[Records to use Boundary: Start]

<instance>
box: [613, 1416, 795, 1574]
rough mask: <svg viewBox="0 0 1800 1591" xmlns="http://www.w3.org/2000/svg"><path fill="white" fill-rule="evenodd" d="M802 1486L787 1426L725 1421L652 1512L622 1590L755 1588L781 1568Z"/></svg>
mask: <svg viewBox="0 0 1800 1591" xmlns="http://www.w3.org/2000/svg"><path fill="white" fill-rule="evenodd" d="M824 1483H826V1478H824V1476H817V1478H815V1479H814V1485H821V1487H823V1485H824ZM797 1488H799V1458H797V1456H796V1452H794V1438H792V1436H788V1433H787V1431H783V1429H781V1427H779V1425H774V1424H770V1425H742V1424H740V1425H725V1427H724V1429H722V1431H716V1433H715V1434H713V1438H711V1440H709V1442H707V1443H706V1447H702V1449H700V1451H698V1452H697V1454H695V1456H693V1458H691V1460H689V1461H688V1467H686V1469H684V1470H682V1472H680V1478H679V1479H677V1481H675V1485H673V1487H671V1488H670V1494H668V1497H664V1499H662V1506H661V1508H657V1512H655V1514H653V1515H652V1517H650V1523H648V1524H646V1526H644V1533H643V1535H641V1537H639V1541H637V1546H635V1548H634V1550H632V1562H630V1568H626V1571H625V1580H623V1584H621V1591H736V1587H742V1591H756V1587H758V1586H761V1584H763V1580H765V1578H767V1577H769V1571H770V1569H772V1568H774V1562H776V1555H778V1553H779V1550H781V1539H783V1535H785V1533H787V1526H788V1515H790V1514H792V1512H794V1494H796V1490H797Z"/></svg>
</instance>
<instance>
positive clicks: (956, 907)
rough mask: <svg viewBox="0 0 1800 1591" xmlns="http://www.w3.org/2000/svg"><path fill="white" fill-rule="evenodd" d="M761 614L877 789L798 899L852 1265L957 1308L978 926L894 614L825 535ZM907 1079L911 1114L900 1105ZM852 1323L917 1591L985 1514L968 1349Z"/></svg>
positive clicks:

[Records to use Boundary: End]

Scan the data for lines containing "positive" and copy all of them.

positive clicks: (956, 907)
positive clicks:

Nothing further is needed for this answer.